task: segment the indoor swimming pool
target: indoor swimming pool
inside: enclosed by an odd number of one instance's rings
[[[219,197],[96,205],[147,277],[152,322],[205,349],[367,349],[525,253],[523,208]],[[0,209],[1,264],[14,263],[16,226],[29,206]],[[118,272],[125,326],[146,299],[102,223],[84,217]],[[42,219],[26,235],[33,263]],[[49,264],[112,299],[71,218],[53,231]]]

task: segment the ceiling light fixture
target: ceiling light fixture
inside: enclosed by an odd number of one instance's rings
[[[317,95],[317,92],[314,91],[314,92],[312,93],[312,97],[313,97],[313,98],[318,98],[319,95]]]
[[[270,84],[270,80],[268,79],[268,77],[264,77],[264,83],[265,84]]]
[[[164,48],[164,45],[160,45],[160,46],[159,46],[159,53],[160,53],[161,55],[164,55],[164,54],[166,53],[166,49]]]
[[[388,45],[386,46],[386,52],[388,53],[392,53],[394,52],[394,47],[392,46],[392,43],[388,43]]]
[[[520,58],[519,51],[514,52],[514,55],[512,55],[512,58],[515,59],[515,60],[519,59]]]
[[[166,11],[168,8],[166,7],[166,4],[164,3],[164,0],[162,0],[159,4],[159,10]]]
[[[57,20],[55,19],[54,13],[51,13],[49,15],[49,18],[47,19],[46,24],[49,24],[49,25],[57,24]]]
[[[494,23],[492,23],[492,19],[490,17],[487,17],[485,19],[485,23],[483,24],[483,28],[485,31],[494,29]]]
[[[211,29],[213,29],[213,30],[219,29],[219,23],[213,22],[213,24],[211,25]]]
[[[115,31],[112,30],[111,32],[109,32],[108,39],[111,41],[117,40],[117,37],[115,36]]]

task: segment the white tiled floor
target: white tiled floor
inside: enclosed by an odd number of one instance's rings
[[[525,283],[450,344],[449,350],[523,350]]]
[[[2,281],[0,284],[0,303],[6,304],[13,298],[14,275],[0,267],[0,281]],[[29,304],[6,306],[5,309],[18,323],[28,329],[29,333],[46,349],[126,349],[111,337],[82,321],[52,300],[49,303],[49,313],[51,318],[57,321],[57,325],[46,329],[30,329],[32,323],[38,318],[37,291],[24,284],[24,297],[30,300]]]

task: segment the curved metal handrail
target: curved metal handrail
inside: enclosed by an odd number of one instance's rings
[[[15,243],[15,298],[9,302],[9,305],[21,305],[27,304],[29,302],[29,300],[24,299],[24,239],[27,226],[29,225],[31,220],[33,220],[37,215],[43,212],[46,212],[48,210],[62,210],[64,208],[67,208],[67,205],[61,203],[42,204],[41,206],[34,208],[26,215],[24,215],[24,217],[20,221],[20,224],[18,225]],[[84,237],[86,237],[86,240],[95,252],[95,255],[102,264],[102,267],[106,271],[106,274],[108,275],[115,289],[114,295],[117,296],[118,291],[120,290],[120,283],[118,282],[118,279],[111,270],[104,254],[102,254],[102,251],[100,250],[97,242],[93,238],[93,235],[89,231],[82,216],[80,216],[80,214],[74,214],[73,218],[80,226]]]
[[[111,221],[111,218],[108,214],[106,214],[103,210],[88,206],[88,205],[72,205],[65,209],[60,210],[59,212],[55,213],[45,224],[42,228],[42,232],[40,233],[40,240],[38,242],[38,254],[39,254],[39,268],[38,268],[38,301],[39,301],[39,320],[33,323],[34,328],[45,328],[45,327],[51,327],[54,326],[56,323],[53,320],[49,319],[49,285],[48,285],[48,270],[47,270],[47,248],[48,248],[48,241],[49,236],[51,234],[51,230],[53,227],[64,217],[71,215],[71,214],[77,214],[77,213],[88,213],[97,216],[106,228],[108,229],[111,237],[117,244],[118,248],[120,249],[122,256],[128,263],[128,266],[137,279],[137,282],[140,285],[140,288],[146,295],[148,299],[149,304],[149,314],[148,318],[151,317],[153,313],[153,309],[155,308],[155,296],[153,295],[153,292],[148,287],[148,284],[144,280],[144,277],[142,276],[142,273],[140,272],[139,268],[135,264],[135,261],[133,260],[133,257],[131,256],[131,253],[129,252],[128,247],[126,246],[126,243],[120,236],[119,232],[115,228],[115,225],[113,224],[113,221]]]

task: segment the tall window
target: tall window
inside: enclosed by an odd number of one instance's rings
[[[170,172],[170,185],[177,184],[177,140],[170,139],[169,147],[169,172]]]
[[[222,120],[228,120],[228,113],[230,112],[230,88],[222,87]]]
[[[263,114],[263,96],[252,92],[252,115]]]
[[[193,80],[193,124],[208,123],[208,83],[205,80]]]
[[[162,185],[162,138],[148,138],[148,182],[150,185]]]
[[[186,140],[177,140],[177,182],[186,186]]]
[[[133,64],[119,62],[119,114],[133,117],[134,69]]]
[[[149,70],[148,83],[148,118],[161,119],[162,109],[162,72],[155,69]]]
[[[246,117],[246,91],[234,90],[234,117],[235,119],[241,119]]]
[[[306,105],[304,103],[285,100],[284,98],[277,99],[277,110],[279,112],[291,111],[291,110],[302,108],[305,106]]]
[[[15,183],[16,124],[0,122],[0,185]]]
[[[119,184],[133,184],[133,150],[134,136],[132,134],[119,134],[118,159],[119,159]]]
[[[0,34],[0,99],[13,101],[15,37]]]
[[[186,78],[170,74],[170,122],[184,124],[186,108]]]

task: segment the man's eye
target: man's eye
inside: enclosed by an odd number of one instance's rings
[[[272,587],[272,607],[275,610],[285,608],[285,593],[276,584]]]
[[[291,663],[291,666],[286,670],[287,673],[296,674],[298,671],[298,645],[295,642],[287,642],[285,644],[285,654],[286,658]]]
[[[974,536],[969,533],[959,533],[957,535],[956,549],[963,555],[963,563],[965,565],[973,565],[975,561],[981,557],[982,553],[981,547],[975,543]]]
::::
Of all the entries above, repeat only the lines from the line that has "task: segment the curved metal handrail" to the line that has "target: tall window", both lines included, exactly.

task: segment the curved metal handrail
target: curved metal handrail
inside: enclosed by an odd number of one instance's rings
[[[15,243],[15,298],[9,302],[9,305],[21,305],[27,304],[29,302],[29,300],[24,299],[24,239],[27,226],[29,225],[31,220],[33,220],[37,215],[43,212],[46,212],[48,210],[62,210],[64,208],[67,208],[67,205],[61,203],[42,204],[41,206],[34,208],[26,215],[24,215],[24,217],[20,221],[20,224],[18,225]],[[84,237],[86,237],[86,240],[95,252],[95,255],[102,264],[102,267],[106,271],[106,274],[108,275],[115,289],[114,295],[117,296],[118,291],[120,290],[120,283],[118,282],[118,279],[111,270],[104,254],[102,254],[102,251],[100,250],[97,242],[93,238],[93,235],[89,231],[82,216],[80,216],[80,214],[74,214],[73,218],[80,226]]]
[[[111,221],[111,218],[108,214],[106,214],[103,210],[88,206],[88,205],[72,205],[65,209],[60,210],[59,212],[55,213],[45,224],[42,228],[42,232],[40,233],[40,240],[38,242],[38,254],[39,254],[39,268],[38,268],[38,301],[39,301],[39,320],[33,323],[34,328],[45,328],[45,327],[51,327],[54,326],[56,323],[53,320],[49,319],[49,285],[48,285],[48,270],[47,270],[47,248],[48,248],[48,241],[49,236],[51,234],[51,230],[53,227],[64,217],[71,215],[71,214],[77,214],[77,213],[88,213],[97,216],[106,228],[108,229],[111,237],[117,244],[118,248],[120,249],[122,256],[128,263],[128,266],[137,279],[137,282],[140,285],[140,288],[146,295],[148,299],[149,304],[149,314],[148,318],[151,317],[153,313],[153,309],[155,308],[155,296],[153,295],[153,292],[148,287],[148,284],[144,280],[144,277],[142,276],[142,273],[140,272],[139,268],[135,264],[135,261],[133,260],[133,257],[131,256],[131,253],[129,252],[128,247],[126,246],[126,243],[120,236],[119,232],[115,228],[115,225],[113,224],[113,221]]]

task: segment the tall window
target: tall window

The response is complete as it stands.